_Problem description_
Can you lay out everything from the line containing "One dot marks each instance of the wild" down to the end of the data as a JSON list of strings, one string per line, leaving out blank lines?

_Stored rows_
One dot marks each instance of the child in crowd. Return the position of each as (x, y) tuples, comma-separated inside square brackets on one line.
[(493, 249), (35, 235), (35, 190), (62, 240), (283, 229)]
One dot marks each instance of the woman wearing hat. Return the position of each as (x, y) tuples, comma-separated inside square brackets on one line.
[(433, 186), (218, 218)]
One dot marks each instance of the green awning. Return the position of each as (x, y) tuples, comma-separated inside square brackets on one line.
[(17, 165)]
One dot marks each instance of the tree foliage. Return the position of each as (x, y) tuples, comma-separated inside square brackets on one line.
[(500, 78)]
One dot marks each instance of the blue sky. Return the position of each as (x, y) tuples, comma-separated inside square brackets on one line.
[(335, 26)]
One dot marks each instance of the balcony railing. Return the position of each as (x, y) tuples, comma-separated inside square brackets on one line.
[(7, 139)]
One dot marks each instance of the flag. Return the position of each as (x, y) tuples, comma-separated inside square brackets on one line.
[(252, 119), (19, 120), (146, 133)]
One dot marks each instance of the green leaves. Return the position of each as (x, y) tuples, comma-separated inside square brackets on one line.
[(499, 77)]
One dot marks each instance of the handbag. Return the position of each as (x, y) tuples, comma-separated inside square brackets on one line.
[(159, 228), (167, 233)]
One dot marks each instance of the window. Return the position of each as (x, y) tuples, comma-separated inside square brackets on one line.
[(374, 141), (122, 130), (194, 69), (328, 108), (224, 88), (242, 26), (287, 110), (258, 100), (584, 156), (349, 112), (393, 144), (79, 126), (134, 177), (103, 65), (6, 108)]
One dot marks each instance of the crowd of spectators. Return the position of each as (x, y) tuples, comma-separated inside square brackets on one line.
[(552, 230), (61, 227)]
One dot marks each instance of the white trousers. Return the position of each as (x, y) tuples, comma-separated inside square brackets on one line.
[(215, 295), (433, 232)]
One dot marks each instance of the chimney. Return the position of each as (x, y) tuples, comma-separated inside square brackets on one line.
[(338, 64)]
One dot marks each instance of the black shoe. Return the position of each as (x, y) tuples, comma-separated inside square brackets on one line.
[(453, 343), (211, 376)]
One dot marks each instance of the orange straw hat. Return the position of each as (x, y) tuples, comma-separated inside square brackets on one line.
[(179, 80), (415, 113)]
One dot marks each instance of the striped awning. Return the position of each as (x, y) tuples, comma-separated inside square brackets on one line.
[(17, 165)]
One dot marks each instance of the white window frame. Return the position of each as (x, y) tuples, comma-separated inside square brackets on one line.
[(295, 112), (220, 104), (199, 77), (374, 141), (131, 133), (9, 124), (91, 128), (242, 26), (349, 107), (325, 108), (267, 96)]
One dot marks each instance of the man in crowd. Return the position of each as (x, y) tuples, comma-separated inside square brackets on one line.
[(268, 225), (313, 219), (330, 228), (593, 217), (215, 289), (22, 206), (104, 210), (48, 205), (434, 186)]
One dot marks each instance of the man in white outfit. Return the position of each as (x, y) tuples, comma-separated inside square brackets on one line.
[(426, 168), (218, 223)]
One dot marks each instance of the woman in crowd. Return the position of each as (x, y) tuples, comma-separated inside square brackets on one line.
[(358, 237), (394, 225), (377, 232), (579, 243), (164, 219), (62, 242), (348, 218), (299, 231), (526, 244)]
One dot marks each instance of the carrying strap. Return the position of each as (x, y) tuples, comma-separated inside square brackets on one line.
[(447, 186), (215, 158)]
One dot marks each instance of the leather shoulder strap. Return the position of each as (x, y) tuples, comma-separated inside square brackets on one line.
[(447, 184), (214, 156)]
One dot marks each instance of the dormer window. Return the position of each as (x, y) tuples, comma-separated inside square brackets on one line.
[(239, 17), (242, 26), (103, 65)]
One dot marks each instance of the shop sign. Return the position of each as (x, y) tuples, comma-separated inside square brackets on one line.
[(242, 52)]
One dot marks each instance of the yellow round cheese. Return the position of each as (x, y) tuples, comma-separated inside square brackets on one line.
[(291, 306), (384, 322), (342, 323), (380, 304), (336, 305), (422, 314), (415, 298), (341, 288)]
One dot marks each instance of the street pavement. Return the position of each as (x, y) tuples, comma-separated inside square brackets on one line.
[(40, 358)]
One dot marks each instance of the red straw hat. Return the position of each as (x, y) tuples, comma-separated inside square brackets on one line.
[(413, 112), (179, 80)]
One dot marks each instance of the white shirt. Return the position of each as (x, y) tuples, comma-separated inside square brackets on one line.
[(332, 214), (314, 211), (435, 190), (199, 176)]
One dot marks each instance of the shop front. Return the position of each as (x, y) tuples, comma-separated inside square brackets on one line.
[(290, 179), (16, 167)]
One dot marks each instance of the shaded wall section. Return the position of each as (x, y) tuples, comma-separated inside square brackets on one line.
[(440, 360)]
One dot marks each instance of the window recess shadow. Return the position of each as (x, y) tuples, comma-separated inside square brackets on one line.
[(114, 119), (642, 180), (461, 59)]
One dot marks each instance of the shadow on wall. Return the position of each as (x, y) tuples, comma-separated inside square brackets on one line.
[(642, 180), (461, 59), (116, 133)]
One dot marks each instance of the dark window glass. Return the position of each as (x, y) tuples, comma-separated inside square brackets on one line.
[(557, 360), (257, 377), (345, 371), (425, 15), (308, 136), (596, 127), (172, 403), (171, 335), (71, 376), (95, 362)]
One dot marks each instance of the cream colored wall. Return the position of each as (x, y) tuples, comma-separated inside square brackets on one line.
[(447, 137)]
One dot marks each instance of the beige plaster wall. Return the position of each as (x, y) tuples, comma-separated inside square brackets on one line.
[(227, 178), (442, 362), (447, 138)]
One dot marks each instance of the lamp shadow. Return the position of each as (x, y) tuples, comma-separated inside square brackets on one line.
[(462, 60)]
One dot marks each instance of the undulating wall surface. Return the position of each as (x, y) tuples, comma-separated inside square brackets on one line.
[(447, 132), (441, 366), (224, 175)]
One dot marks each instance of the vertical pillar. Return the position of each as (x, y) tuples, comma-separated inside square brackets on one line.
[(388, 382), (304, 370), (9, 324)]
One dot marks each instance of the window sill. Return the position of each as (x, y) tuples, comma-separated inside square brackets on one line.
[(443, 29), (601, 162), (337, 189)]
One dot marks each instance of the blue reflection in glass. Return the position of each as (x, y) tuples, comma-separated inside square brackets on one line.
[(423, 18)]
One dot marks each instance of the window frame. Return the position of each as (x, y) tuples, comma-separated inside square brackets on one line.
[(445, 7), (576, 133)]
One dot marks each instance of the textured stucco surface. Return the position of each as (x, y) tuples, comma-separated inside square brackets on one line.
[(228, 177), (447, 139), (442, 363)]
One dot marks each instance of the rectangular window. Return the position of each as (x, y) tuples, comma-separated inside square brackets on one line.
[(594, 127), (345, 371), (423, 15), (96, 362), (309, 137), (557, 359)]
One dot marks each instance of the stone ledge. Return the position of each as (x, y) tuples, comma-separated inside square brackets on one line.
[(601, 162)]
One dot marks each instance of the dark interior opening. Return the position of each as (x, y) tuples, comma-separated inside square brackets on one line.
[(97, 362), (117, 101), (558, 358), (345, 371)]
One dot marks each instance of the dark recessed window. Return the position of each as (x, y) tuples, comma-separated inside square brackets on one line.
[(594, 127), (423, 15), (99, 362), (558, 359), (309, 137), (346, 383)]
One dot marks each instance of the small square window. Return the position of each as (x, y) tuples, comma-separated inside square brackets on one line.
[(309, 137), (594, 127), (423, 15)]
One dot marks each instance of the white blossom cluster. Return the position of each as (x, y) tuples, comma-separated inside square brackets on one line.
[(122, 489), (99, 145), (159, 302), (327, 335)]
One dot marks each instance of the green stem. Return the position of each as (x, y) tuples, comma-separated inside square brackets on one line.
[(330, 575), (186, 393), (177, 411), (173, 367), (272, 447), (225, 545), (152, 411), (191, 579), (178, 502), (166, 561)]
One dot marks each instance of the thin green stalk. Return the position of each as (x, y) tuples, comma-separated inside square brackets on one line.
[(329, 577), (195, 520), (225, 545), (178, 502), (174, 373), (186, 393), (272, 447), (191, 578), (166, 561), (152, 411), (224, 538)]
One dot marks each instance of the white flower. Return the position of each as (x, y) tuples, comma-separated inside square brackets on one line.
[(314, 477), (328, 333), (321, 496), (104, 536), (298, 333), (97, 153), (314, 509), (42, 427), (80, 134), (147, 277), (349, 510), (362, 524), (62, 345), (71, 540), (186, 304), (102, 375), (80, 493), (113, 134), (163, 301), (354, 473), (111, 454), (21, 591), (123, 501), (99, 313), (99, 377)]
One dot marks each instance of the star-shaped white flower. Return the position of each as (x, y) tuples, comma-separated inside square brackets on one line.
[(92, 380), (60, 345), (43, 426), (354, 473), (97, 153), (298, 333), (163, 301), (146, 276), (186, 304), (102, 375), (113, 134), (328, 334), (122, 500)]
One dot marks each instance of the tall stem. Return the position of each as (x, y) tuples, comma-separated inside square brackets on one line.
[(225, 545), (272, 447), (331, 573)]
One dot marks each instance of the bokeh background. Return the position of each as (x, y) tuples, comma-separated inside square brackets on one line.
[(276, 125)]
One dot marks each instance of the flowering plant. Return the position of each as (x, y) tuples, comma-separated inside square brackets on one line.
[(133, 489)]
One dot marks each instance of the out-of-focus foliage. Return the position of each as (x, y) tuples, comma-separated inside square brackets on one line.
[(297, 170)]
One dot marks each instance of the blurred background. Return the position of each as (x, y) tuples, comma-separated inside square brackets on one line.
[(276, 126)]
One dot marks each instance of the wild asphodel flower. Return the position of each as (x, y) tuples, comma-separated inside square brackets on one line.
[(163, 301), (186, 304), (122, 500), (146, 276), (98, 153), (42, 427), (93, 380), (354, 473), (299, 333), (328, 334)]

_Task answer_
[
  "One dot marks each instance of the wild asphodel flower. Return the position of each as (x, y) tuples, comma-separated inside square brackets on one line.",
  "[(163, 301), (186, 304), (122, 500), (146, 276), (98, 153), (42, 427), (93, 380), (354, 473), (299, 333), (328, 334)]"
]